Start of Provided text

Nothing
R/DispField.R
In ICvectorfields: Vector Fields from Spatial Time Series of Population Abundance
Defines functions
DispField
Documented in
DispField
#' Displacement fields based on 2D cross-covariance
#'
#' Calculates a displacement field based on the cross-covariance of two input
#' rasters presumably representing spatial population abundance or density at
#' two different instances of time.
#'
#' The input rasters are first converted to equivalent matrices. The function
#' then divides the domain up into sub-grids of size factv1 X facth1, which are
#' vertical and horizontal sub-grid dimensions.
#'
#' If restricted is set to FALSE (the default), the function computes
#' cross-covariance between each sub-grid of the first input raster and the
#' entirety of the second input raster and then uses the location of maximum
#' cross-covariance to estimate displacement in the vertical and horizontal
#' directions from the centre of each sub-grid.
#'
#' If restricted is set to TRUE, the function uses cross-covariance between each
#' sub-grid in the first input raster and the equivalent sub-grid in the second
#' input raster to estimate vertical and horizontal displacement.

End of Provided text
Start of Record list

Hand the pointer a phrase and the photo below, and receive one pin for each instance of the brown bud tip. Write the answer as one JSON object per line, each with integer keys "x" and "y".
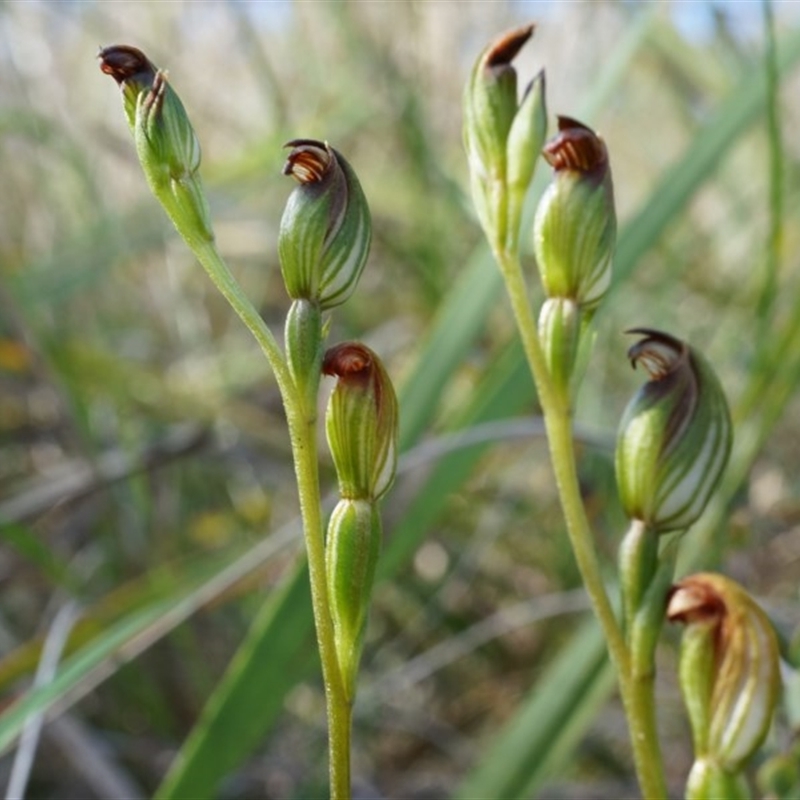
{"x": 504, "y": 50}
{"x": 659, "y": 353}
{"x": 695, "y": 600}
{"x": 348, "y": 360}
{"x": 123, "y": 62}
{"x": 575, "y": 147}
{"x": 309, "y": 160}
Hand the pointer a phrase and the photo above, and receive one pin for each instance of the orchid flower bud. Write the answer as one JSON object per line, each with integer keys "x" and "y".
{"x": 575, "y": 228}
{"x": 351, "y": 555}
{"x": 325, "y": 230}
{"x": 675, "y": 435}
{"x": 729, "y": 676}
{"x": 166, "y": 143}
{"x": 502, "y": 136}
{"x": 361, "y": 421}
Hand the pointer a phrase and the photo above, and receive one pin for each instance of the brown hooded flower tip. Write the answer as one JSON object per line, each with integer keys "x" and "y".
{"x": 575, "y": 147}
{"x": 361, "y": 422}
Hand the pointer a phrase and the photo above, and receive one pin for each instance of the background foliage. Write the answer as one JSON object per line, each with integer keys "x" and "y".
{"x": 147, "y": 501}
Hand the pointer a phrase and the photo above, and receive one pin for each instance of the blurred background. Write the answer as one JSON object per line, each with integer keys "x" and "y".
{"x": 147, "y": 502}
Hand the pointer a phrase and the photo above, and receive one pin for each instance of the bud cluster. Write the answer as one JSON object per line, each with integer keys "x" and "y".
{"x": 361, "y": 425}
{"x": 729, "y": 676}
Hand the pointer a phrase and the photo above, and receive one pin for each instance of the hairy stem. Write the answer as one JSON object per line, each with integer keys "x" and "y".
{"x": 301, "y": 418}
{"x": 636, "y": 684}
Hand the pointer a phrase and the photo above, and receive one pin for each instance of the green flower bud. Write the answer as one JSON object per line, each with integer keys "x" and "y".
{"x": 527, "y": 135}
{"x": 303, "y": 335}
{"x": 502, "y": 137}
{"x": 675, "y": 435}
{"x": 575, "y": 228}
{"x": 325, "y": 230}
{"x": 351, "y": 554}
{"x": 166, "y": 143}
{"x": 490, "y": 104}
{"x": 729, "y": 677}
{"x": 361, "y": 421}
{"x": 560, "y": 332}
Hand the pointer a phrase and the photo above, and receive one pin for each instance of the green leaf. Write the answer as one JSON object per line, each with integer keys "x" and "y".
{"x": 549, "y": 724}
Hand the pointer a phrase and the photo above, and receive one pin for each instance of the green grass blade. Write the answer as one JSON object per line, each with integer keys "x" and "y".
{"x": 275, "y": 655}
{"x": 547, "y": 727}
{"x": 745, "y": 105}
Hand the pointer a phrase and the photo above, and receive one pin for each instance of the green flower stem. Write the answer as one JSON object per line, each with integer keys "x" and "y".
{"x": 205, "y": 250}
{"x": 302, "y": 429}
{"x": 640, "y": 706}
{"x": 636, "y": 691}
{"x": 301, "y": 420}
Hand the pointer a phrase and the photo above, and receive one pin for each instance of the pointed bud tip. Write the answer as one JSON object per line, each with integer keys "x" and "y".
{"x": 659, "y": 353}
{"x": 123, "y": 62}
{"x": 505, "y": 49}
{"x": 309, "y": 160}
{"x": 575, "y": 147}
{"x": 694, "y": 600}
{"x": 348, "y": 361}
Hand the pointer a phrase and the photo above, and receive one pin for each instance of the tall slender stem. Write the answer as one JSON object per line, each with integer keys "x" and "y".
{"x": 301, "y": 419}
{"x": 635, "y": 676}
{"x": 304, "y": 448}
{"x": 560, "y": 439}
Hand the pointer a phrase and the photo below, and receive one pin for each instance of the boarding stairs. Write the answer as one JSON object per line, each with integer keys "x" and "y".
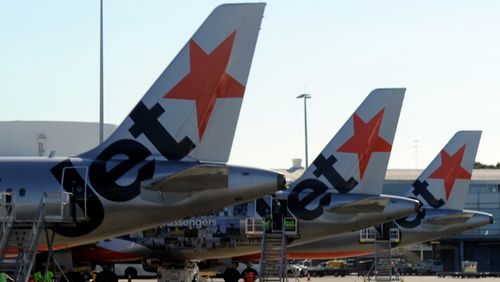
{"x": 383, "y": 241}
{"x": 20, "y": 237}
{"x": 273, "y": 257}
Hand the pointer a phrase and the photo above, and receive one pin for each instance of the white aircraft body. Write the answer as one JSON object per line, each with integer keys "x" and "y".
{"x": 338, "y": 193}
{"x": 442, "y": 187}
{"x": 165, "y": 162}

End of Record list
Start of Record list

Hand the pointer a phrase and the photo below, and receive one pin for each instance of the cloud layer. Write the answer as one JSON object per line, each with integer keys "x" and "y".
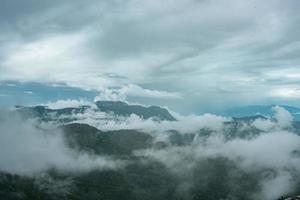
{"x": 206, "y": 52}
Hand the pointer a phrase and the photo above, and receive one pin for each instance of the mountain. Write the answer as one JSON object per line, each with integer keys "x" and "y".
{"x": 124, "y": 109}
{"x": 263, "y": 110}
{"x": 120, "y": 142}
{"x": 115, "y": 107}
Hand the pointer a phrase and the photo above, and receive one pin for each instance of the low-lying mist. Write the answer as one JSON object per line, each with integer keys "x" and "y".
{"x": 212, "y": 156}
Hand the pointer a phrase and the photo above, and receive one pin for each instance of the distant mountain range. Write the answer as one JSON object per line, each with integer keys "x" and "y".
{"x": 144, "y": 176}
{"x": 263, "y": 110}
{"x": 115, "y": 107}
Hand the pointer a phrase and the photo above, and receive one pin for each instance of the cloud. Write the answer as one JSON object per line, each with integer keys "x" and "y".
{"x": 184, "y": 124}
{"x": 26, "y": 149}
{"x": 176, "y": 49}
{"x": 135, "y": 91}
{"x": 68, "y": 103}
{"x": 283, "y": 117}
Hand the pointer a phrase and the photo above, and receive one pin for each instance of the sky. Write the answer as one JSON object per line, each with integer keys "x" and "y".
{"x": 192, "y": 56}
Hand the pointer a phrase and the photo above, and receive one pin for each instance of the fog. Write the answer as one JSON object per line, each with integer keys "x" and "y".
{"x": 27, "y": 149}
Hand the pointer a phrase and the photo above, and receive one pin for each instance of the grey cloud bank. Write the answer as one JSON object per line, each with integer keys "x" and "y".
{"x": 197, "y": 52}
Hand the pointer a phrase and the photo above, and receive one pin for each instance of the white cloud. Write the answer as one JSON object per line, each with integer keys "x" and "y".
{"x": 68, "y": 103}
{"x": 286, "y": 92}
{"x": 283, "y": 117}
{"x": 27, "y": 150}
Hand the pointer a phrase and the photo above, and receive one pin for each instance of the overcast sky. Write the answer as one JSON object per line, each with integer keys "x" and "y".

End of Record list

Carry on the DispField documentation from its final line.

→ Output
#'
#' Reference coordinates and cell size are extracted from the first input raster
#' such that the locations from whence displacement is estimated as well as
#' displacement estimates can be expressed in the units of the projected
#' coordinates.
#'
#' The coordinates are assumed to increase vertically and horizontally from the
#' lower left corner of the two-dimensional domain.
#'
#' Caution is warranted when defining the sub-grid dimensions because the
#' function can produce erroneous results when sub-grids are too small.
#'
#' @param inputrast1 a raster as produced by terra::rast
#' @param inputrast2 a raster of equivalent dimension to inputrast1 as produced
#' by terra::rast
#' @param factv1 an odd integer for the vertical dimension of sub-grids
#' @param facth1 an odd integer for the horizontal dimension of sub-grids
#' @param restricted logical (TRUE or FALSE)
#'
#' @return A data frame is returned with the following column names: rowcent,
#' colcent, frowmin, frowmax, fcolmin, fcolmax, centx, centy, dispx, and
#' dispy. The rowcent and colcent column names are the row and column indices
#' for the center of each sub-grid; frowmin and frowmax are the sub-grid
#' minimum and maximum row indices; fcolmin and fcolmax are the sub-grid
#' minimum and maximum column indices; centx and centy are the projected
#' coordinates of the centre of the subgrid derived from the raster input
#' files; dispx and dispy are the displacement in the horizontal and vertical
#' directions in the same units as the projected coordinates of the raster
#' input files.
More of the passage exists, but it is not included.